AIM OF THE TASK.
Only lines with the word "surface" are wanted; copy each of them from the listing below.

MATERIAL SHOWN.

=== Begin Enclosure ===

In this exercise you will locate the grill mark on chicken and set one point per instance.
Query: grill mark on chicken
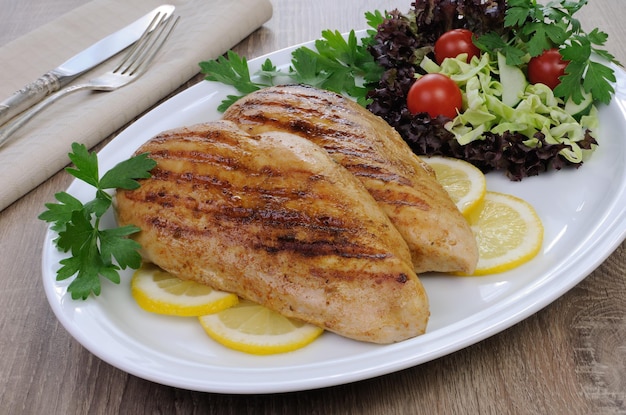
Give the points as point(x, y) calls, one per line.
point(275, 220)
point(404, 186)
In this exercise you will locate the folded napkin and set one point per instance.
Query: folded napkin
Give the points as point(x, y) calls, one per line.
point(207, 29)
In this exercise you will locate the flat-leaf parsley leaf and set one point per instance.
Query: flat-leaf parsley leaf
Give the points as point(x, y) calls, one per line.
point(336, 64)
point(94, 252)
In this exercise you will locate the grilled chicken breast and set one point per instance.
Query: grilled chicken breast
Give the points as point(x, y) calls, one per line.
point(275, 220)
point(404, 186)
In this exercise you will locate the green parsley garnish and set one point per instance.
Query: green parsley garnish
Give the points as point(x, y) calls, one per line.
point(337, 64)
point(532, 28)
point(93, 250)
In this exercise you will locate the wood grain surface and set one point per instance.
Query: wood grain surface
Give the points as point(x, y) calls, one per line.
point(569, 358)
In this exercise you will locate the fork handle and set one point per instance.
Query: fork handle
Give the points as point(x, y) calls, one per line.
point(7, 130)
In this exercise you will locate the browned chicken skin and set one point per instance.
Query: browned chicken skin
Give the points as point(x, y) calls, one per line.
point(275, 220)
point(404, 186)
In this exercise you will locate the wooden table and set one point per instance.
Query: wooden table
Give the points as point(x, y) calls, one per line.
point(568, 358)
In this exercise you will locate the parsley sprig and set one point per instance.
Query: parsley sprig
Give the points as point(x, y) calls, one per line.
point(337, 64)
point(533, 28)
point(94, 252)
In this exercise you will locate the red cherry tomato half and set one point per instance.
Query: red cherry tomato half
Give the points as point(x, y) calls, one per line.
point(454, 42)
point(547, 68)
point(435, 94)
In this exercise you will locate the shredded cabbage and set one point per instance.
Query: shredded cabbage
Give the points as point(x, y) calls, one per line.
point(483, 109)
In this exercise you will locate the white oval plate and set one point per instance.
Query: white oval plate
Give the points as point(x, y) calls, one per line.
point(582, 211)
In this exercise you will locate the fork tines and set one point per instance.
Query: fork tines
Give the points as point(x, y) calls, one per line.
point(150, 42)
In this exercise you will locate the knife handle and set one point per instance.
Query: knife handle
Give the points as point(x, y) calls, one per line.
point(28, 96)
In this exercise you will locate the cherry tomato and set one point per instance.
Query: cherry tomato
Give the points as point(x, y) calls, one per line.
point(547, 68)
point(454, 42)
point(435, 94)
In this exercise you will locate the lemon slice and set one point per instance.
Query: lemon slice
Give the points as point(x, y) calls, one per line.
point(252, 328)
point(463, 181)
point(508, 232)
point(160, 292)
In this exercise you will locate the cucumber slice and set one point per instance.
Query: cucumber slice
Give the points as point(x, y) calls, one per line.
point(513, 82)
point(580, 109)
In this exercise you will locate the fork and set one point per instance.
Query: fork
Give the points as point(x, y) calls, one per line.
point(134, 64)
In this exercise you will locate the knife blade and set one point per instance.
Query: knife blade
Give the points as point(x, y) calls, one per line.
point(62, 75)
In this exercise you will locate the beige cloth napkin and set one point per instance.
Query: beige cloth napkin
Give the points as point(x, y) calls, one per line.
point(207, 29)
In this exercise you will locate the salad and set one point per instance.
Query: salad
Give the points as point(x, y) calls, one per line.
point(529, 86)
point(506, 85)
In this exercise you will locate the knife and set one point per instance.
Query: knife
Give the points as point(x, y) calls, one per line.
point(95, 54)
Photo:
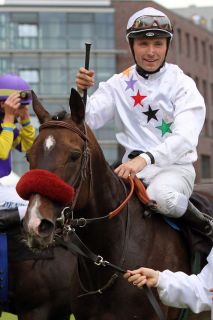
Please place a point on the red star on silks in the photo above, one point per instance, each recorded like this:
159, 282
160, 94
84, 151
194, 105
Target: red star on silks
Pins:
138, 98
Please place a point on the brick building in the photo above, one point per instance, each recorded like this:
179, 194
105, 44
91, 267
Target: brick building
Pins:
44, 42
192, 50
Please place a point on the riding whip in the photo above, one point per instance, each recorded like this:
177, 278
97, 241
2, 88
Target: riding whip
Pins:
87, 56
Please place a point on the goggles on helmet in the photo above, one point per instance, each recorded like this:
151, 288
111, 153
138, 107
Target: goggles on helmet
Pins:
151, 22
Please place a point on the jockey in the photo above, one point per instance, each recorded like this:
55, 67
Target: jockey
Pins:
159, 114
16, 131
177, 289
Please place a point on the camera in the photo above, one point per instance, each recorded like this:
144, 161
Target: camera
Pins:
26, 94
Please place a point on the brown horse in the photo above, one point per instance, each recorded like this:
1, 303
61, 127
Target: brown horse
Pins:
39, 283
67, 147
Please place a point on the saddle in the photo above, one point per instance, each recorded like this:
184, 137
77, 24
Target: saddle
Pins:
196, 242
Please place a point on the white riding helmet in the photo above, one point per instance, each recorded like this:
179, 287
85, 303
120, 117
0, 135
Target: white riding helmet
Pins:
149, 23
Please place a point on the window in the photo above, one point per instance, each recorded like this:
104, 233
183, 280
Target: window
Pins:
204, 51
205, 166
28, 30
205, 93
31, 76
211, 94
196, 48
187, 45
179, 36
211, 55
197, 82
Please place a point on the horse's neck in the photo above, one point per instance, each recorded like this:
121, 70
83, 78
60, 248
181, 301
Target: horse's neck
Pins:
108, 191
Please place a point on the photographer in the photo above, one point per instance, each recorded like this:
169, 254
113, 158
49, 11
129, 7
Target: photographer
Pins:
16, 131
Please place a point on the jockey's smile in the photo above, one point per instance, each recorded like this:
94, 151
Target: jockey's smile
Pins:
150, 53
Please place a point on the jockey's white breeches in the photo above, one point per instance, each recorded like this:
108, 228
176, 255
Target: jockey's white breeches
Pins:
171, 187
9, 199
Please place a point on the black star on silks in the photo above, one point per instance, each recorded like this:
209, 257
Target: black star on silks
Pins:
151, 114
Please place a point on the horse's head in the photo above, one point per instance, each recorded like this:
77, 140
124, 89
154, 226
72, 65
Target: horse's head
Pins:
61, 148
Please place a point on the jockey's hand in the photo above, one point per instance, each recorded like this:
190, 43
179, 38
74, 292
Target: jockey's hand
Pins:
23, 112
142, 276
131, 167
84, 79
10, 106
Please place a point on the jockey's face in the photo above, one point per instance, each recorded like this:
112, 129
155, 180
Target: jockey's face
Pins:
150, 53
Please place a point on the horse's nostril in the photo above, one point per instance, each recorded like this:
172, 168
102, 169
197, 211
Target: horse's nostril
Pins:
46, 227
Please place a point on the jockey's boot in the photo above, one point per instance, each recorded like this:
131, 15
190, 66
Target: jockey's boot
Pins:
8, 218
200, 222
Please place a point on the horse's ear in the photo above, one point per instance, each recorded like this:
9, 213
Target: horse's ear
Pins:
39, 110
77, 107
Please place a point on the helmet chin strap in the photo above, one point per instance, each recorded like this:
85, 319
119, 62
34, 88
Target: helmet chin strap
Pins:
145, 74
142, 72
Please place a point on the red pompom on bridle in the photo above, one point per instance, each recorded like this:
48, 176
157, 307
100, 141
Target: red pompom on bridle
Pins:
46, 184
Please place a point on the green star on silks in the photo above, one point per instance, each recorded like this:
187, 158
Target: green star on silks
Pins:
165, 127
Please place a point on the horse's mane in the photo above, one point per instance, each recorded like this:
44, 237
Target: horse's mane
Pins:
59, 115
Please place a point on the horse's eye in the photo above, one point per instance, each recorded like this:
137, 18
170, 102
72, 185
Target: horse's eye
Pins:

=== End Enclosure ===

RESPONSE FOR THIS EXERCISE.
In this exercise you will locate the wood grain surface and set one point per instance.
Query: wood grain surface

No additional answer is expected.